MANAMA (Reuters) - A Bahraini court sentenced five men to 15 years in prison for two attacks by homemade bombs - including one during last year's Formula 1 race - the Gulf Arab state's official BNA news agency said.
BNA said the men had admitted being behind the bombings but an activist who monitors such cases said they pleaded not guilty to involvement in the attacks, which destroyed several vehicles but caused no injuries.
Two of the defendants were tried in absentia.
Bahrain, a Western ally which hosts the U.S. Fifth Fleet, has been in political turmoil since a 2011 uprising led by majority Shi'ites who demand more say in running the kingdom, which is ruled by the Sunni Muslim al-Khalifa dynasty.
The defendants were also convicted of a number of other counts relating to explosives, the agency said.
Mohammed al-Maskati, head of the Bahrain Youth Society for Human Rights, told Reuters the men told the court their confessions during questioning were obtained under torture.
The authorities were not immediately available for comment on that allegation but have said in the past that torture is not government policy.
Widespread and excessive force, including confessions under torture, was detailed in a commission led by Cherif Bassiouni, a respected United Nations human rights lawyer, which published its findings and recommended measures to stop them.

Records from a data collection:
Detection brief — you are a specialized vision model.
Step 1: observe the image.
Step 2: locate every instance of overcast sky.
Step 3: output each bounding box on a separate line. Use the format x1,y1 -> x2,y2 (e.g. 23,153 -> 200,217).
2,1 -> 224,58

**What to do**
1) According to the Bahrain bombing article, how many of the defendants were tried in absentia?
2) Write a continuation of the Bahrain bombing article, picking up after its final sentence.

**Task results**
1) Two of the defendants were tried in absentia.

2)
The Bahrain government says it has taken steps to address security forces brutality by dismissing those responsible and introducing cameras at police stations to monitor abuses. But activists say abuses continue.
The authorities quelled the revolt in the island kingdom, which sits between Sunni-ruled Saudi Arabia and Washington's main regional antagonist, Shi'ite power Iran.
However, protests and small-scale clashes continue, and bomb attacks have been increasing since mid-2012. At least one policeman was killed and seven security officers were wounded by explosions and homemade bombs in recent months.
Bahraini Shi'ites complain of discrimination in areas such as jobs and public services - something the government denies. Talks between the government and opposition have failed to end the political crisis.